Stated task:
Resume the campaign-book review below, writing on from its final line, "They brought back Fathom!"

Source:

========================================

These are a set of optional rules for CMs to make the book even spicier. There’s only one, but it gets its own section, and it’s a doozy.

Heroic Achievements

The main idea of this section is that even if you get owned, you can still be cool. 

Heroic Achievements are little challenges – kind of like agendas, except chosen after the game rather than before. Candidates for Heroism aren’t pre-selected, but if a unit completed the achievement (punch a warlord to death with your warlord) at any point, either it can be nominated for the associated reward (immediately gain a Battle Honor), or the glory can be traded for 2 War Zone Points. 

A player can earn each Achievement as much as they want, at a rate of only one per battle, but only claim the reward once over the entire campaign – subsequent instances of the same heroic will only grant the WZP.  If that weren’t enough, at the end of each phase, whichever alliance earned the most of these also gets as many extra WZP as there are players in the other alliances.

These are all based on Crusade (and if you aren’t using Crusade, you just have the WZP option), are insanely characterful, and very evocative, and I love them in both concept and execution. A favorite is All But One: if a unit of 10 or more models is down to one model at the end of the game, and they’re either in the enemy Deployment Zone, on an objective, or currently engaged in a fist fight, they get a Battle Honour. This is insanely cool. Also a big fan of Bloodied But Unbroken, where a character that has 1 wound left, and has killed a unit during the game, gains 4XP and a free use of the Warlord Trait requisition. 

They all require that a model or unit do something very cool, but don’t all require them to to get owned. For example, Tactical Masterclass lets you select 3 units to Mark for Greatness, if you scored 90 points on mission objectives. Honestly, we could list all of these, they are all that rad. There are 12, and while you won’t probably qualify for one every game, none of them are “NES Ninja Gaiden” level difficulty.

The limitations on the rewards are a good move, keeping the number of “free” upgrades reasonable while adding some agency to the choice: if you score Bloodied but Unbroken and already have a warlord trait, just punt on it, take the points, and wait for it to happen again, to someone more deserving. It’s also a nice way to score some extra WZP for your side, even if you aren’t so good at “winning” “games”.

Mostly, it just feels cool to be earning rewards for going Beast Mode, to have a material impact on your units because they killed a bunch of stuff or did psychic powers real good. Nothing takes the edge off a loss quite like a moral victory – maybe I lost, but I made sure my Warlord turfed your Warlord before I did – and codifying that in the rules is great. Every one of these books fleshes out Crusade a little more, and it’s great to see.

Beanith: I am a Powerfoil X3.0. This stuff is amazing and I’m certainly adding this into our campaign system. The rewards are excellent and find a balance of not being too overpowered and also not too easily achievable.

Legendary missions

They brought back Fathom!

========================================

Provided data:
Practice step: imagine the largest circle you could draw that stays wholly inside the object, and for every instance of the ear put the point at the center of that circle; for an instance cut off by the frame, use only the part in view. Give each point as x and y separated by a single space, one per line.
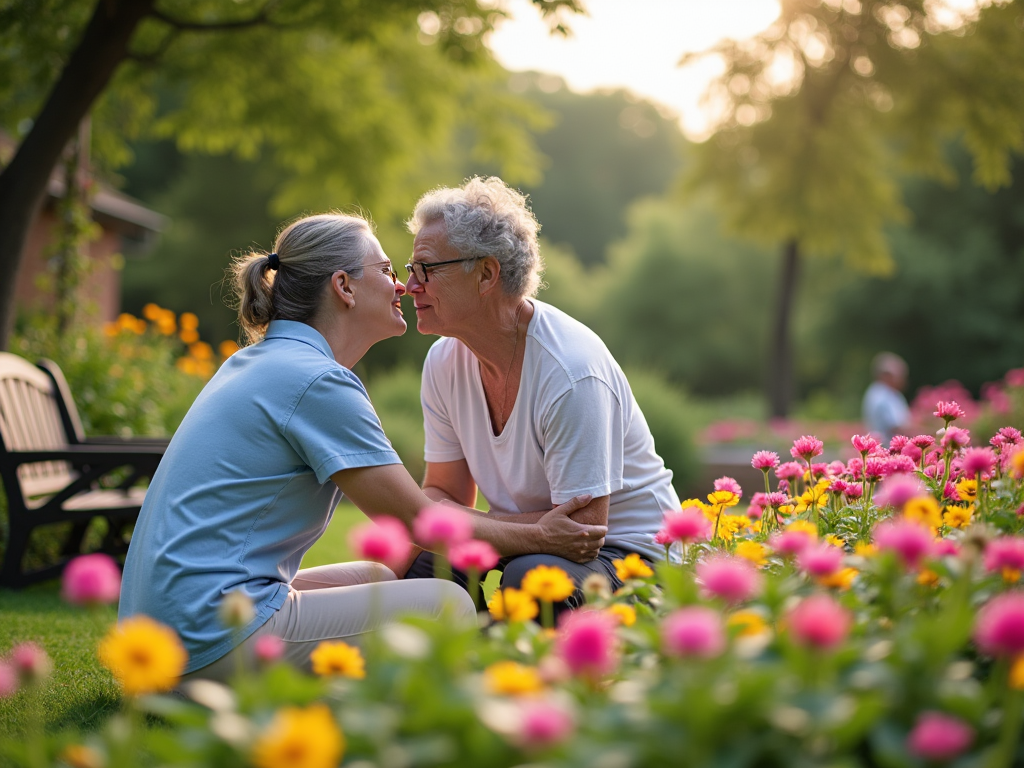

========================================

Result for this exercise:
Anyway, as per Book of Rust, we get one per phase (3 in total). Phase one is insanely brutal, so we’ll cover that.

Darkness Descends on Kolossi is a “historical” battle based on Be’lakor attacking House Raven’s keep, but players don’t have to use Be’lakor. It’s a standard “progressive, 6 objectives, score 5 points each for the ones outside your deployment zone” mission, plus an endgame objective called Nightmare, where whoever lost the least PL worth of units during the game gets another 10.

The winner gets the max 5RP for their army, and 4XP for their warlord. Whoever scored Nightmare gets a second Mark for Greatness, even if they lost.

That’s fine. It’s old school, whatever, Nightmare is a fun twist, but what I’m really here for are the mission special rules, which are fully sick. I will explain them here, in order of insanity ascending.

First, thanks to Unnatural Darkness, you cannot shoot more than 24” all game. Those units are simply not eligible targets. Unearthly Howls and Whispers is where we get truly nuts. If, at the start of the battle round, one army has fewer VP than the other, that army loses all of their Auras and Priest Abilities. Good luck making a comeback after a turn or two of that one, yikes. Finally, if any unit fails morale, due to Seeds of Sedition, the opposing player can choose not to do attrition and have it conduct a round of shooting, including shooting at itself. Get owned.

I love this. It’s absurd and punishing and probably fun for 0-1 players at most, but to me it really encapsulates how screwed you’d be if Be’lakor showed up at your house. Just absolute small-c chaos.

Beanith: I am a FA-23129 DYNABREEZE of all three missions. These missions are an excellent addition to the Campaign Master’s tool box and should make for some epic endings to various stages of your campaign. The hefty victory bonus is a new feature which may create balance issues so what out for that.

The Crusade Rules

Requisitions

There aren’t many of these, and they aren’t your usual “upgrade or replace a unit”, they’re all keyed to Charadon Aflame campaign events.

First is Heroic Victory, which costs 1RP and lets you pick two Heroic Achievements instead of one after a mission, and claim both rewards. Similarly, Further the War Effort makes the Asset Requisition stratagem free – essentially turning the 3CP cost for a second Asset to a 1RP cost. Considering how flush armies generally are with RP (between the max of 5 and getting one after every game regardless), and how scarce CP can be, this is worth considering.

Obolis Veterans is…situational, at best. For 2RP, if a unit has both the CHARADON AFLAME and OBOLIS INVASION keywords (ie, has played at least one Crusade game in each), when selecting a Battle Honour, it can be from Obolis instead (normally, the Obolis rewards are only available after Obolis games). I’m not super sure I see the value here. If you have the right keywords, you clearly already played that campaign, so this is only useful for dipping back in if the Crusade moved on before you scored some particularly enticing honour. Get it how you can get it, I suppose, but 2RP is a big ask.

Finally, we have Legendary Exploits. Much like the Adepta Sororitas’ Saint Potentia, this puts a keyword on a character and starts a tally for them. Also like the saints, you actually get one use of this for free when the campaign starts, so this requisition is only used if you want a second one after completing the first. What this tally does is covered in the Legendary Titles section, below.

Relics

There are seven. They’re pretty cool. Three are normal Crusade relics, and the other four are only available in Phase 3 of a Charadon Aflame Campaign, and also cost WZP instead of RP.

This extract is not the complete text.